*Work instruction:* Give the records again in full, exactly as they are.

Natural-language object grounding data
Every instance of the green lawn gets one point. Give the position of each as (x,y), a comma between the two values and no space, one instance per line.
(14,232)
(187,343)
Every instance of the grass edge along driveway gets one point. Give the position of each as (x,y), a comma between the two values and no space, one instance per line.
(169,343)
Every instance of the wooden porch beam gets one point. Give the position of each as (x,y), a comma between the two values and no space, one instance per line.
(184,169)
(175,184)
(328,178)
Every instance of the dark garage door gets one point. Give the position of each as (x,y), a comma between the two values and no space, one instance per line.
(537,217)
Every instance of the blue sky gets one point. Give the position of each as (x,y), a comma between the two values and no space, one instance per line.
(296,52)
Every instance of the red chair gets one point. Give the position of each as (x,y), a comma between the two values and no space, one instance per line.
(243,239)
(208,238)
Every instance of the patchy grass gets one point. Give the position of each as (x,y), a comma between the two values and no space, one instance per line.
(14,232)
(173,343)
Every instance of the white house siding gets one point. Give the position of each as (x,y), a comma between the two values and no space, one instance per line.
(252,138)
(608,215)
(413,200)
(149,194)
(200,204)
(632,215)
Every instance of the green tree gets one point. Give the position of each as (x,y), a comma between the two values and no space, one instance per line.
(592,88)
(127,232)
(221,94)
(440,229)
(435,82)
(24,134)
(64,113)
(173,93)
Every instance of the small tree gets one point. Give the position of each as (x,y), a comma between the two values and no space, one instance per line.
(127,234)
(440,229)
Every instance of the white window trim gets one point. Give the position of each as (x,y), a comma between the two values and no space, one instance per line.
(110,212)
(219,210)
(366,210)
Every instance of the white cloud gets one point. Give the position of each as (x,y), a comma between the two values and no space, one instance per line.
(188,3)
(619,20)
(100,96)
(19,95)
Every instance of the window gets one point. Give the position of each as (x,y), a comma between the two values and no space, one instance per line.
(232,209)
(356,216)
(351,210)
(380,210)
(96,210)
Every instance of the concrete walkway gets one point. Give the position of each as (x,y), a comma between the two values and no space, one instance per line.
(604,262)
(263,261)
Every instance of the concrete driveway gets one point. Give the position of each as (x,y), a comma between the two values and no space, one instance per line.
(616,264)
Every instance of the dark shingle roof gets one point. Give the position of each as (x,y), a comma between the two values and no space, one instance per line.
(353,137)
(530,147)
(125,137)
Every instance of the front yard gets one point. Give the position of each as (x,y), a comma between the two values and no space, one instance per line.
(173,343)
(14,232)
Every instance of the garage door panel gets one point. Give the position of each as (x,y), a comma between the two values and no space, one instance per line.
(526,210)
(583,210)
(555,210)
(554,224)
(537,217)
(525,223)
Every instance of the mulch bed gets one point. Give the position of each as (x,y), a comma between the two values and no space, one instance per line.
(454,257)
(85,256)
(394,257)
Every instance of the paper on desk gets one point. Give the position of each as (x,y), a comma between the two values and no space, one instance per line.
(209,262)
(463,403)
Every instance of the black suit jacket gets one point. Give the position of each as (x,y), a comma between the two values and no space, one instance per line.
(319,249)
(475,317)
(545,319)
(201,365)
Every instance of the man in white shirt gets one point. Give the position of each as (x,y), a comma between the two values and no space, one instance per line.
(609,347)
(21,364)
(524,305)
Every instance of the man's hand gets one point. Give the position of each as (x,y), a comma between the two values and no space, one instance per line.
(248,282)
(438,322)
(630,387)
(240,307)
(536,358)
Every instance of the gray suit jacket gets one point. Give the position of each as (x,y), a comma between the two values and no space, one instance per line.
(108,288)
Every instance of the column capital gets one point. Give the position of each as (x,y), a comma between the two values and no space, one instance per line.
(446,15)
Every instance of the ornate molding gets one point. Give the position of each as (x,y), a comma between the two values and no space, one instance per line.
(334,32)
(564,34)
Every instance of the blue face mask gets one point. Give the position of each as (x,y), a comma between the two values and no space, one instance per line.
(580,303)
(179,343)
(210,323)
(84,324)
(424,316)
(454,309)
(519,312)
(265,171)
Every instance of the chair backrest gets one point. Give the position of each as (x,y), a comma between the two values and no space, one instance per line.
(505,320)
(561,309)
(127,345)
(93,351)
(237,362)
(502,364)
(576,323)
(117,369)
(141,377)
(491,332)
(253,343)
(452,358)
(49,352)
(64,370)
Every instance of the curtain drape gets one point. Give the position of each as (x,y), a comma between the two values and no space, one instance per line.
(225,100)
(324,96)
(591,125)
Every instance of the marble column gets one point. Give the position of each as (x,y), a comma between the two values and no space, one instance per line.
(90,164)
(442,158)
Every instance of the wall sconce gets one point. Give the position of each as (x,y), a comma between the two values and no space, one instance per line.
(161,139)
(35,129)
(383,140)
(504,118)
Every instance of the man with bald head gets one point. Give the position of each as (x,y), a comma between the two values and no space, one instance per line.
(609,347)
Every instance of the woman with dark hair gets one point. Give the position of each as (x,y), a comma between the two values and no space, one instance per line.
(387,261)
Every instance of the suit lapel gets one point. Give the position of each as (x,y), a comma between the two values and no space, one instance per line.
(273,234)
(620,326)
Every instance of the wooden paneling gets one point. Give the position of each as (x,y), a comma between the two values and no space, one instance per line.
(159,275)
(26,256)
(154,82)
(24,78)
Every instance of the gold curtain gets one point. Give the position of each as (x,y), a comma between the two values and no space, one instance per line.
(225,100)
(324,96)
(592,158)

*Your solution:*
Every instance of the green lawn gets one point. Give the position of each as (x,y), a comma between the two values and no space, one instance per line.
(14,232)
(187,343)
Every instance of the grass edge along driveway gets one point. Give the position of each as (x,y), a comma between the two values and no space, one instance per line.
(169,343)
Every instance of the wooden porch beam gets one point. Give the position of each as (x,y), a comma between the two values and no space, one instance per line.
(184,169)
(175,184)
(328,178)
Every instance of the dark garage door gets one point. Give the position of each as (x,y), a comma between the two values and no space, one instance per line.
(537,217)
Every instance of the blue sky gets one point. Give the position of each as (x,y), a comma between the two values and no space, one instance per line.
(296,52)
Every instance of the red chair gets one point. Give the position of each as (x,y), a comma between the two values and no space, one instance per line.
(243,239)
(208,238)
Every instance of the patchy grass gets one point. Give the position of each as (x,y), a comma between the two values and no space, one instance per line.
(14,232)
(173,343)
Every instance of the white house siding gets one point. Give the position of each as (x,y), a comma between the two values and no space, one instance per line.
(252,138)
(608,215)
(413,200)
(149,194)
(200,204)
(632,215)
Every instance of the green tree gets one point. Give the position of each as (x,y), a comma between the two values and no space, one instance per line.
(592,88)
(127,232)
(221,94)
(440,229)
(435,82)
(24,134)
(64,113)
(173,93)
Every instance of the small tree gets one point. Give the position of each as (x,y), a comma between the two values and no space, one instance per line.
(127,234)
(440,229)
Every instance of the white window trim gets one point. Give the position of each as (x,y), a comma between the two values and no space, one instance per line.
(110,212)
(219,210)
(366,210)
Every instance of the white cloud gets one point. Give the position of each as (x,y), a comma between the two values and no space, one instance per line.
(188,3)
(619,20)
(100,96)
(19,95)
Every instance of the window gets one point. Give the position of each as (x,y), a comma between the two values and no space, one instance per line.
(232,209)
(356,216)
(351,210)
(380,210)
(96,210)
Every instance of the concrete walkway gets one point. Give the position of each as (x,y), a comma between the two values and no space, one instance per line.
(604,262)
(263,261)
Every instance of the concrete driveway gets one point. Give the position of each as (x,y), a comma between the two values and no space, one instance per line.
(616,264)
Every instance of the dark shingle roof gets one point. Give the position of each as (x,y), a comma between the two values and no space, one instance per line.
(353,137)
(530,147)
(125,137)
Every instance of the front yard gets one point. Give the position of each as (x,y), a comma between the two values and no space, one instance per line.
(173,343)
(14,232)
Every instance of the garage door panel gets one point. Give the position of each as (x,y), a comma between the two values and no space, one instance per line.
(526,210)
(583,210)
(555,210)
(554,224)
(537,217)
(525,223)
Every instance of the mulch bed gets one point. Give the position of each as (x,y), a comma between the two values and no space, one instance per line.
(454,257)
(85,256)
(394,257)
Every instance of the paper on desk gets one point. Give the position of each as (x,y), a comma between the two values and no space, one instance per line.
(209,262)
(463,403)
Every instance of the black suit jacket gets one point. Give the position of each as (x,y), a comma between the two values and no space, one instance per line.
(319,249)
(475,317)
(545,319)
(201,365)
Every instance of the man in white shirt gets one point. Give the position of each as (x,y), a comma between the two values and no space, one instance per line.
(609,347)
(21,364)
(524,305)
Every instance of the man's hand gets one point. Give the position of each as (x,y), a comma between the two values and no space, one instance per line.
(248,282)
(438,322)
(630,387)
(240,307)
(536,358)
Every instance of the gray suit jacket gets one point. Give the position of each as (x,y), a comma between the two values and no space, one instance per line.
(108,288)
Every instance of the column capital gets one point. Give the position of each as (x,y), a comma between the two values and no space, one instance per line.
(446,15)
Every instance of the ornate molding gets one point. Give the position of each as (x,y), a comma between the two values and no space, one instance per line.
(334,32)
(564,34)
Every instance of the blue face mask gets one point. Give the position of each as (x,y), a comma between the two values and no space, one instance per line.
(580,303)
(179,343)
(210,323)
(84,324)
(424,316)
(454,309)
(519,312)
(265,171)
Every instance of the chair backrest gets one point. Give the position of each as (x,y), a comma between the two values and no space, one instance per line.
(505,320)
(561,309)
(127,345)
(93,351)
(237,362)
(502,364)
(576,323)
(117,369)
(141,377)
(491,332)
(253,343)
(452,358)
(49,352)
(64,370)
Every instance of the curtain drape gets one point. Give the position of each as (x,y), a comma between the two values and no space, one instance per line.
(225,100)
(324,96)
(591,125)
Every instance of the marble column gets one point. Give the position of each as (x,y), a comma between the two values and no space, one instance per line.
(90,164)
(442,158)
Every instance of the wall sconce gets one point. Give the position of each as (x,y), a comma between the two values and no space, one instance per line.
(161,139)
(35,129)
(383,140)
(504,118)
Every instance of the man with bald head gets one point. Give the position of each as (x,y), a comma between the two values and no space, one instance per line.
(609,347)
Every instance of the woman with dark hair gets one point. Give the position of each as (x,y), a comma between the two values and no space, one instance per line.
(387,261)
Every instance of the suit lapel gets one point. Give the position of each as (x,y), a comma between the two values and no space, one instance per line.
(273,234)
(620,326)
Every instance of the wooden paneling gets one point. Give the position of each as (x,y), a comma between the two values and no space, one instance per line.
(159,275)
(26,256)
(154,82)
(24,78)
Every instance of the gold curtain gets one point. Give the position of each as (x,y), a comma between the two values and no space, one instance per line.
(225,100)
(324,96)
(592,158)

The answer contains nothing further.